> **YOUR ASSIGNMENT**
All entries below are to be copied precisely as they appear.

> **PROVIDED DATA**
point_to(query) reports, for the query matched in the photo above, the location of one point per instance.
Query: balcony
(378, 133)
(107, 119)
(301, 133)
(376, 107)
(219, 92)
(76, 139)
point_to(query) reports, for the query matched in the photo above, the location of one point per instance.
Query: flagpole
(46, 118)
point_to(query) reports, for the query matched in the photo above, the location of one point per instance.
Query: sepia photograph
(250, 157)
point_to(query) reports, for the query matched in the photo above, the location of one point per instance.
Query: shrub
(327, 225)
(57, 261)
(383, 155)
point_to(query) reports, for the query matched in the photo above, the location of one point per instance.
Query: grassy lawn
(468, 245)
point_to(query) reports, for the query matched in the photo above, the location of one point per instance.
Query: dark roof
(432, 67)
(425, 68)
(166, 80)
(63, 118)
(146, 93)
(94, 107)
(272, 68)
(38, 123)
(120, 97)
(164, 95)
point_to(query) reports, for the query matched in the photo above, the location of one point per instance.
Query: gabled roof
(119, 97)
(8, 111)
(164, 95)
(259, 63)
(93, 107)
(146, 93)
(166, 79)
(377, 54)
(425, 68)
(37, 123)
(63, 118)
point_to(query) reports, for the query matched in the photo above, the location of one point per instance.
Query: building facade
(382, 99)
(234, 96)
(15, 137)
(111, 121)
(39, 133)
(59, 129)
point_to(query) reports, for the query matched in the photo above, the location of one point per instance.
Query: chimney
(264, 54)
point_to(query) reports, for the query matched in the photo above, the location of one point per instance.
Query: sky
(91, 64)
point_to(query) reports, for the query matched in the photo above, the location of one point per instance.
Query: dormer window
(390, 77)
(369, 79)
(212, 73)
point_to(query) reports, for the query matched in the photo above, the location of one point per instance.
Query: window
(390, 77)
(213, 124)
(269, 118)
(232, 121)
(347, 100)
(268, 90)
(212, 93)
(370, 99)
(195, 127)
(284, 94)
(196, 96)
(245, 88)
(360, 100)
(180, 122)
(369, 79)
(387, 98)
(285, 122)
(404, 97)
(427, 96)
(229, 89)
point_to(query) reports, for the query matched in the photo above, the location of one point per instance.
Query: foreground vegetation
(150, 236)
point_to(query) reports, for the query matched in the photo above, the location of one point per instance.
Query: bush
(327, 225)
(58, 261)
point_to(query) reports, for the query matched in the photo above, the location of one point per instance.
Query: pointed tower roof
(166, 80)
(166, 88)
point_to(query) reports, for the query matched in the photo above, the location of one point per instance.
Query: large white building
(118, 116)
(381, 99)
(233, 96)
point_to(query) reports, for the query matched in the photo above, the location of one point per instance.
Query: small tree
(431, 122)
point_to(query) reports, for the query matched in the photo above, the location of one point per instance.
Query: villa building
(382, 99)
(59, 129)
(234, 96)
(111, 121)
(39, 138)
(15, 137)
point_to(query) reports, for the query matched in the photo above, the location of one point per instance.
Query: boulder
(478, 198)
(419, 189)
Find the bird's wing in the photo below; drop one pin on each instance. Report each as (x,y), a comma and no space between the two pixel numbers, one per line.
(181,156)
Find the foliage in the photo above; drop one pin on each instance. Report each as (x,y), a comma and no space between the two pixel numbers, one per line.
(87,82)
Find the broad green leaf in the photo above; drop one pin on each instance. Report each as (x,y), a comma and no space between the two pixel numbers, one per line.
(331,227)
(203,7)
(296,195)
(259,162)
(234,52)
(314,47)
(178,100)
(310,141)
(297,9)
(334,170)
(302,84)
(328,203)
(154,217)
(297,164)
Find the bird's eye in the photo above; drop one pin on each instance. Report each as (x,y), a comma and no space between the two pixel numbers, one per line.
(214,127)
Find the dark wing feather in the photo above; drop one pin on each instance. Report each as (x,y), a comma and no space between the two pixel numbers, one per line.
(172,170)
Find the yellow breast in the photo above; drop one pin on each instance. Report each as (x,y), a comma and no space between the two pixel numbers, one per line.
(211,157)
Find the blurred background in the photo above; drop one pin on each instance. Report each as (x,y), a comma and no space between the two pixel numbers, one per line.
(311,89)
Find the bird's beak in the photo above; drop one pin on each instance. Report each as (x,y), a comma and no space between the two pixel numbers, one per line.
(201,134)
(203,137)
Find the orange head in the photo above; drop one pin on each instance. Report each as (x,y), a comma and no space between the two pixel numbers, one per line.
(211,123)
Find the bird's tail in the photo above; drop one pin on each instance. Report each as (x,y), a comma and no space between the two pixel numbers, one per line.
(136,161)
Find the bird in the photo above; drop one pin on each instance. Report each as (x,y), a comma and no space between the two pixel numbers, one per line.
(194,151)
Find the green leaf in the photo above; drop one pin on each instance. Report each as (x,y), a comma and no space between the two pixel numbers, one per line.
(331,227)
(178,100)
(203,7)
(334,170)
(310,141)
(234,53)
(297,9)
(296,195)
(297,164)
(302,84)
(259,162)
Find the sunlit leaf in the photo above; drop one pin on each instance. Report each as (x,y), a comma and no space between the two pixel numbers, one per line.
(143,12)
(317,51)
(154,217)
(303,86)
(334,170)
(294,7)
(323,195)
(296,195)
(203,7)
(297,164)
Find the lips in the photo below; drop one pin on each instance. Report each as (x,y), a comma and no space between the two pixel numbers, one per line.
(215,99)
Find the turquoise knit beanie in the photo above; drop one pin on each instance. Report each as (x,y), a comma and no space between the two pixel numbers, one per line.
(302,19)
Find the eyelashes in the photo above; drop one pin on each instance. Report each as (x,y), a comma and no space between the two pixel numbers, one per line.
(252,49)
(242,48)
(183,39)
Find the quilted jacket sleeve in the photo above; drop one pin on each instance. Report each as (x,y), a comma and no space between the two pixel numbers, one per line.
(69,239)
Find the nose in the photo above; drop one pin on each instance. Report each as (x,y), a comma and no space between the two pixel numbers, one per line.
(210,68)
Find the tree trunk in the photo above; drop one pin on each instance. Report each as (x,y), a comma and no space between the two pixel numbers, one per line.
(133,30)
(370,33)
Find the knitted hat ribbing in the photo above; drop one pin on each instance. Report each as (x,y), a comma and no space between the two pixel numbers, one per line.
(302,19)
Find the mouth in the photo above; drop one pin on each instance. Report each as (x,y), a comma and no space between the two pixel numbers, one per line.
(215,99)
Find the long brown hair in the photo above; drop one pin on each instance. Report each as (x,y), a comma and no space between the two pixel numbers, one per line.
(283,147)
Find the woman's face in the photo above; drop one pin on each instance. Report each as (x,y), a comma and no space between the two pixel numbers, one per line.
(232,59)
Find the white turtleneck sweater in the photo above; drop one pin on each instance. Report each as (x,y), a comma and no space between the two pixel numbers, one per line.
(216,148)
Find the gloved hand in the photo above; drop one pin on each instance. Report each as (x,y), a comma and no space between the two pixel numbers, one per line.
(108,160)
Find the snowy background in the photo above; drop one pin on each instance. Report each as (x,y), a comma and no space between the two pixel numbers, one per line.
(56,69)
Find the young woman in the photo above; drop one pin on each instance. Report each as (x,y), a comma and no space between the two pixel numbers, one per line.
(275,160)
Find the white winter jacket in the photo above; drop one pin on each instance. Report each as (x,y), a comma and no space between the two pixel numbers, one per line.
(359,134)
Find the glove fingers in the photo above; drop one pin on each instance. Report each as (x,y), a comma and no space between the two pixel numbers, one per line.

> **TASK RESPONSE**
point_to(query) reports, for the query matched in the photo above, the location of one point per instance.
Query: balcony
(378, 133)
(107, 119)
(301, 133)
(376, 107)
(219, 92)
(76, 139)
point_to(query) reports, for the query matched in the photo above, the location of one point per instance.
Query: flagpole
(46, 118)
point_to(query) reports, for the query matched in the photo above, the location of one point per instance.
Query: sepia photograph
(250, 157)
point_to(query) reports, for the query matched in the photo above, the location of one point per instance.
Query: shrub
(327, 225)
(57, 261)
(383, 155)
point_to(query) reports, for the query matched in the photo above, the location of one point per instance.
Query: grassy lawn
(468, 245)
point_to(query) reports, for the query matched in the photo above, the location of one point per instance.
Query: dark roof
(432, 67)
(425, 68)
(166, 80)
(63, 118)
(146, 93)
(94, 107)
(272, 68)
(38, 123)
(120, 97)
(164, 95)
point_to(query) reports, for the query matched in the photo above, the location of one point per instance.
Query: gabled roof
(119, 97)
(8, 111)
(164, 95)
(259, 63)
(93, 107)
(146, 93)
(166, 79)
(377, 54)
(425, 68)
(37, 123)
(63, 118)
point_to(query) reports, for the query matched in the photo above, the location of one point per instance.
Query: building facade
(382, 99)
(234, 96)
(15, 137)
(111, 121)
(39, 133)
(59, 129)
point_to(query) reports, for the query matched in the photo above, the location of one point per instance.
Query: chimney
(264, 54)
point_to(query) reports, for the query matched in the photo above, the location of one point per instance.
Query: sky
(91, 64)
point_to(query) reports, for the query matched in the photo above, the location of one point per instance.
Query: dormer window
(390, 77)
(369, 79)
(212, 73)
point_to(query) reports, for the query matched in the photo above, the location of one point per instance.
Query: window
(390, 77)
(213, 124)
(269, 118)
(232, 121)
(347, 100)
(268, 90)
(212, 93)
(370, 99)
(195, 127)
(284, 94)
(196, 96)
(245, 88)
(360, 100)
(180, 122)
(369, 79)
(387, 98)
(285, 122)
(404, 97)
(427, 96)
(229, 89)
point_to(query) reports, for the query matched in the photo above, the location of one point per instance.
Query: foreground vegetation
(150, 236)
point_to(query) reports, for the query matched in the photo above, the location of one point per instance.
Query: bush
(327, 225)
(58, 261)
point_to(query) reports, for the query matched in the photo above, the location of one point per instance.
Query: pointed tower roof
(166, 80)
(166, 88)
point_to(query) reports, for the query matched in the photo above, the location of one point per instance.
Query: large white building
(118, 116)
(381, 99)
(233, 96)
point_to(query) reports, for the query matched in the photo above, the location of one point per instance.
Query: small tree
(431, 122)
point_to(query) reports, for the query matched in the photo above, the location of one point per instance.
Query: villa building
(382, 99)
(59, 129)
(234, 96)
(111, 121)
(39, 138)
(15, 137)
point_to(query) reports, for the query matched in the photo above, the location of one point per instance.
Query: boulder
(478, 198)
(419, 189)
Find the bird's wing in the photo below; drop one pin on each instance. Report each as (x,y), a comma and no space between the two pixel numbers, one per line.
(181,156)
Find the foliage in the photo above; drop one pin on each instance. Report each as (x,y), a comma and no space between the two pixel numbers, one per line.
(87,82)
Find the broad green leaf in the photo above; drop one pin on each instance. Report each as (x,y), a comma and no space between the two pixel numbers, one per line.
(331,227)
(203,7)
(296,195)
(259,162)
(234,52)
(314,47)
(178,100)
(310,141)
(297,9)
(334,170)
(302,84)
(328,203)
(154,217)
(297,164)
Find the bird's eye in the photo above; drop one pin on each instance. Report each as (x,y), a comma and no space between the two pixel numbers, one per line.
(214,127)
Find the dark wing feather in the photo above; drop one pin on each instance. Report each as (x,y), a comma and no space between the two pixel numbers, one per line.
(172,170)
Find the yellow breast in the photo above; drop one pin on each instance. Report each as (x,y), a comma and no space between the two pixel numbers, one per line.
(211,157)
Find the blurred background in the photo above; drop one pin on each instance. Report each as (x,y), a comma and no space between the two pixel numbers, one per line.
(311,89)
Find the bird's beak in the photo above; drop one pin on each instance. Report each as (x,y), a comma and no space between the two pixel numbers, one per line.
(201,134)
(203,137)
Find the orange head in the photo above; drop one pin on each instance. Report each as (x,y), a comma and no space between the two pixel numbers, one per line.
(211,123)
Find the bird's tail in the photo above; drop one pin on each instance. Report each as (x,y), a comma and no space between the two pixel numbers, one per line.
(136,161)
Find the bird in the photo above; drop one pin on each instance. Report each as (x,y), a comma and no space between the two pixel numbers, one per line.
(194,151)
Find the green leaf in the photo above; drop one pin on each instance. Report each as (x,y), a comma and no space between the two pixel numbers, one per line.
(331,227)
(178,100)
(203,7)
(334,170)
(310,141)
(234,53)
(297,9)
(296,195)
(297,164)
(302,84)
(259,162)
Find the sunlit leaf in the photo above; drop one pin on each instance. Report each as (x,y), a comma and no space between the two pixel numbers, one per line.
(143,12)
(317,51)
(154,217)
(303,86)
(334,170)
(294,7)
(323,195)
(296,195)
(203,7)
(297,164)
Find the lips in the photo below; drop one pin on each instance. Report each as (x,y), a comma and no space between the two pixel numbers, one per line.
(215,99)
Find the turquoise knit beanie in the photo above; drop one pin on each instance. Report each as (x,y), a comma and no space between the two pixel numbers, one per line.
(302,19)
Find the eyelashes in the photo above; drop one pin on each instance. Report each as (x,y), a comma and no space between the two pixel numbers, one per line.
(252,49)
(242,48)
(183,39)
Find the quilted jacket sleeve in the photo above; drop one pin on each instance. Report each as (x,y), a comma and no space between the two pixel numbers, one per line.
(69,239)
Find the nose in the photo above; drop one pin on each instance. Report each as (x,y), a comma and no space between the two pixel numbers, one per line.
(210,68)
Find the tree trunk in the photo above; drop one pin on each instance. Report each as (x,y), a comma and no space between the two pixel numbers, one per line.
(133,30)
(370,33)
Find the knitted hat ribbing in the photo above; drop one pin on each instance. Report each as (x,y), a comma and no space between the two pixel numbers, one per line.
(302,19)
Find the mouth in the photo above; drop one pin on each instance. Report each as (x,y), a comma and no space between the two pixel numbers, one per line.
(215,99)
Find the long brown hair in the photo above; drop one pin on each instance. Report each as (x,y), a comma and no space between the two pixel numbers, one per line.
(283,147)
Find the woman's face in the photo above; drop one pin on each instance. Report each as (x,y), a comma and no space between the two pixel numbers, one per line.
(232,59)
Find the white turtleneck sweater in the photo above; drop one pin on each instance. Report each as (x,y), a comma and no space between the two pixel numbers, one per line.
(216,148)
Find the gloved hand in the photo above; drop one pin on each instance. Report each as (x,y), a comma and no space between the two pixel numbers, one per line.
(108,160)
Find the snowy background in the photo above; drop one pin on each instance. Report each as (x,y), a comma and no space between the two pixel numbers, one per line.
(56,69)
Find the young woman in the photo above; drop one pin on each instance. Report each as (x,y), a comma and no space between the two pixel numbers, one per line.
(275,160)
Find the white winter jacket in the photo above; drop one pin on each instance. Report each as (x,y), a comma and no space between the two pixel numbers, one per line.
(359,134)
Find the glove fingers in the photo above; drop one pin on each instance. Report each as (x,y), a comma and no space between the two pixel numbers, one per line.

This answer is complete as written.